Pick up the review of the game's battle system below and continue it from the final sentence shown, without touching the lines that follow it.

*** Opening of Given text ***

With the gear half of the battle system the game fails with poignency. It starts out with an okay at first impression concept: gears would be much stronger in all ways than humans but require fuel, which is expended and cannot be refilled until you return to safety (exit the dungeon), forcing you to use them sparingly. Alas, fighting as a gear was too simplified, with fewer attacks possible, fewer deathblows, and much less to do, drastically reducing strategy in gear battles to hit and be hit. As mentioned above, I wish that an expanded version of the gear battle mini-game had been used as the gear battle system, there was so much potential for it. |
| A minor plus and a minor minus.
In both types of battles there is a very neat reward system where the items you get as a reward for battle depend on how fast you win the battle. While it sounds a bit unnatural it works well; there is more of an incentive to do your best in each and every battle than there is in most RPGs. It's only a minor plus though, but let's praise what pluses we can find. But to counter every minor plus in the gameplay is a minor minus. This part appears arbitrary no matter how long I look at them: why use the four elements of fire, wind, water, and earth? It uses them in both ether attack organization and in the organization of a special forces group of Solaris. The game's setting atmosphere is religious, so why us a "pagan" (originally Greek I believe) categorization of matter? Why have so few 'good' element and 'evil' element based attacks? |
| Shopping for battle systems at the
lowest prices.

*** Close of Given text ***
*** Opening of Dataset section ***

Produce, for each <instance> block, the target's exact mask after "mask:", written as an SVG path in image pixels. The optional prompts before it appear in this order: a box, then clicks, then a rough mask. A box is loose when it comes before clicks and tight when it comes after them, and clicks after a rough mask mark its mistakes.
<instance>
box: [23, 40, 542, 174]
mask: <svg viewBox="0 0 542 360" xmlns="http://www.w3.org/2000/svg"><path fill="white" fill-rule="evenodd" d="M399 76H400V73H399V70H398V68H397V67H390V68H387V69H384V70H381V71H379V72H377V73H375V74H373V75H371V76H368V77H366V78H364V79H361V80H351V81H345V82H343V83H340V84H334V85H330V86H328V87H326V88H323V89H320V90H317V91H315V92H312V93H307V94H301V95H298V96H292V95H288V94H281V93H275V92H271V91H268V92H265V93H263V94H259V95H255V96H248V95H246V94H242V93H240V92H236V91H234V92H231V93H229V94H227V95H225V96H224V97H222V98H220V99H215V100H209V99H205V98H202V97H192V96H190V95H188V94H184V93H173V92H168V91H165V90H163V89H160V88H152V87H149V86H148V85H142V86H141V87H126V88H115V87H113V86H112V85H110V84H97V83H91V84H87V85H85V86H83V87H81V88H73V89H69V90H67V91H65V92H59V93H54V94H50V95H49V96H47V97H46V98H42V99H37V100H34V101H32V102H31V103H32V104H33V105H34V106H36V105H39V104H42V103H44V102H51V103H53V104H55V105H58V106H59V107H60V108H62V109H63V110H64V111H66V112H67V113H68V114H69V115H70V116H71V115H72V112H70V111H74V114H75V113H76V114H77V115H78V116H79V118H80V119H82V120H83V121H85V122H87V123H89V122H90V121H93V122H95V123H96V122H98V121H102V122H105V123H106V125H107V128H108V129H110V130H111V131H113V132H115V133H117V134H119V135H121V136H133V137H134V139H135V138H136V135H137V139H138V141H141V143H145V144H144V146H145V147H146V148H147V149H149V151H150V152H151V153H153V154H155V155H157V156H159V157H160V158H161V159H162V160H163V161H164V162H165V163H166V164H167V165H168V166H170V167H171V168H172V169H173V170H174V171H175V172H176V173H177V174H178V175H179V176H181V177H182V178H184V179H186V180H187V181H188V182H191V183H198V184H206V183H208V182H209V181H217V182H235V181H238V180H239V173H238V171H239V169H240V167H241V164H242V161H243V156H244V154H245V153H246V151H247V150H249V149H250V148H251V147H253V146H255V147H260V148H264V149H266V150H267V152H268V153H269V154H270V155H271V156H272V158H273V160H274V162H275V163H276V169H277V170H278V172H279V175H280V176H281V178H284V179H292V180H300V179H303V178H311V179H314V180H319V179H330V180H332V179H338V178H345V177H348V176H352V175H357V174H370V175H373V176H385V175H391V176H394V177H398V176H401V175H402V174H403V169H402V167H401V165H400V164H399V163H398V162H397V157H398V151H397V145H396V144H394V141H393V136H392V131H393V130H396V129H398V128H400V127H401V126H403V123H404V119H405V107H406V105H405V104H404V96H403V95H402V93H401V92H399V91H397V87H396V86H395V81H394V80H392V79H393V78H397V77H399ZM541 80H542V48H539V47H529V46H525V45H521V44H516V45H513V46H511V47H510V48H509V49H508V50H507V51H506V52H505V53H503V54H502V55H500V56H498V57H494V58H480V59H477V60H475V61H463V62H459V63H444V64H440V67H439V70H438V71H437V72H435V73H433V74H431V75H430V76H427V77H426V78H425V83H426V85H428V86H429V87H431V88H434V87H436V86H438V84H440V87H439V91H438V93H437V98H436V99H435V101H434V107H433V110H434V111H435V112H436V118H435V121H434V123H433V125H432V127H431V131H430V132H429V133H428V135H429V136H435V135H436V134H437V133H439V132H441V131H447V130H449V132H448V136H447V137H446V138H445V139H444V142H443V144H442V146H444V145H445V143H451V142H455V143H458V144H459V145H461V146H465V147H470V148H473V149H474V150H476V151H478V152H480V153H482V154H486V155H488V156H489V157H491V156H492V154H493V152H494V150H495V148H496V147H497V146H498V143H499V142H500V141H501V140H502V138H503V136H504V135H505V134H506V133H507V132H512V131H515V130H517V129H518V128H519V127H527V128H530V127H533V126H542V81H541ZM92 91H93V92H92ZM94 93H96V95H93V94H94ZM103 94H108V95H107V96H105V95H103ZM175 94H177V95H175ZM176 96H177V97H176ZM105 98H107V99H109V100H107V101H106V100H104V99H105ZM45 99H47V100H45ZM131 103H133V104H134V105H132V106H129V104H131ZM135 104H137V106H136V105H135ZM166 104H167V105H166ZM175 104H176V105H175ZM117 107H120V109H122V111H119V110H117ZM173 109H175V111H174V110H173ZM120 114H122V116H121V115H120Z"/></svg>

*** Close of Dataset section ***

■ Response to this exercise:
The problem with the battle engine in general is that Takahashi is not a game designer, he's a good narrative artist and a good director but the battle system is just a variation of the basic RPG formula without much adaption to the needs of the narrative. There is too much distinction and discrimination between gameplay and story. If the game is in an interactive medium, use the interactivity! Not all battle systems need to use the same set of stats and the same idea of elemental magic, there are more vast lands and wild nooks and crannies of the turn-based battle system than anyone has dared to explore, content in the populated cities. Takahshi, you left the city and climbed high mountains to find your story, so why purchase the game engine from the supermarket? |
| Part 10 - The Music of Xenogears.
*** |
| Musician and music.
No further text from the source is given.